═══ DATA FOR THIS TASK ═══
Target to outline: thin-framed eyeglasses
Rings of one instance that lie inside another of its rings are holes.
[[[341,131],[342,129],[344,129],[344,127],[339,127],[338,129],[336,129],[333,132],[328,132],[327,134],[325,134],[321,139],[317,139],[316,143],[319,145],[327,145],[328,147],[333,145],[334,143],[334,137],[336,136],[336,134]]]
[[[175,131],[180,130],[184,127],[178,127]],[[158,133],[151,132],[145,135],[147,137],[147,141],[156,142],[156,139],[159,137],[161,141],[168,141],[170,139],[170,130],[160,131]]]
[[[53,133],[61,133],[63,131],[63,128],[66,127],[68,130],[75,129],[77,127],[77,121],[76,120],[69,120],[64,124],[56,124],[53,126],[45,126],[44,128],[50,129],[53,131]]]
═══
### TASK PROMPT
Restate each record exactly as written.

### PROBLEM SOLUTION
Target to outline: thin-framed eyeglasses
Rings of one instance that lie inside another of its rings are holes.
[[[341,131],[342,129],[344,129],[344,127],[339,127],[338,129],[336,129],[333,132],[328,132],[327,134],[325,134],[321,139],[317,139],[316,143],[319,145],[327,145],[328,147],[333,145],[334,143],[334,137],[336,136],[336,134]]]
[[[175,131],[180,130],[184,127],[178,127]],[[158,133],[151,132],[145,135],[147,137],[147,141],[156,142],[156,139],[159,137],[161,141],[168,141],[170,139],[170,130],[160,131]]]
[[[53,133],[61,133],[63,131],[63,128],[66,127],[68,130],[75,129],[77,127],[77,121],[76,120],[69,120],[64,124],[56,124],[53,126],[45,126],[44,128],[50,129],[53,131]]]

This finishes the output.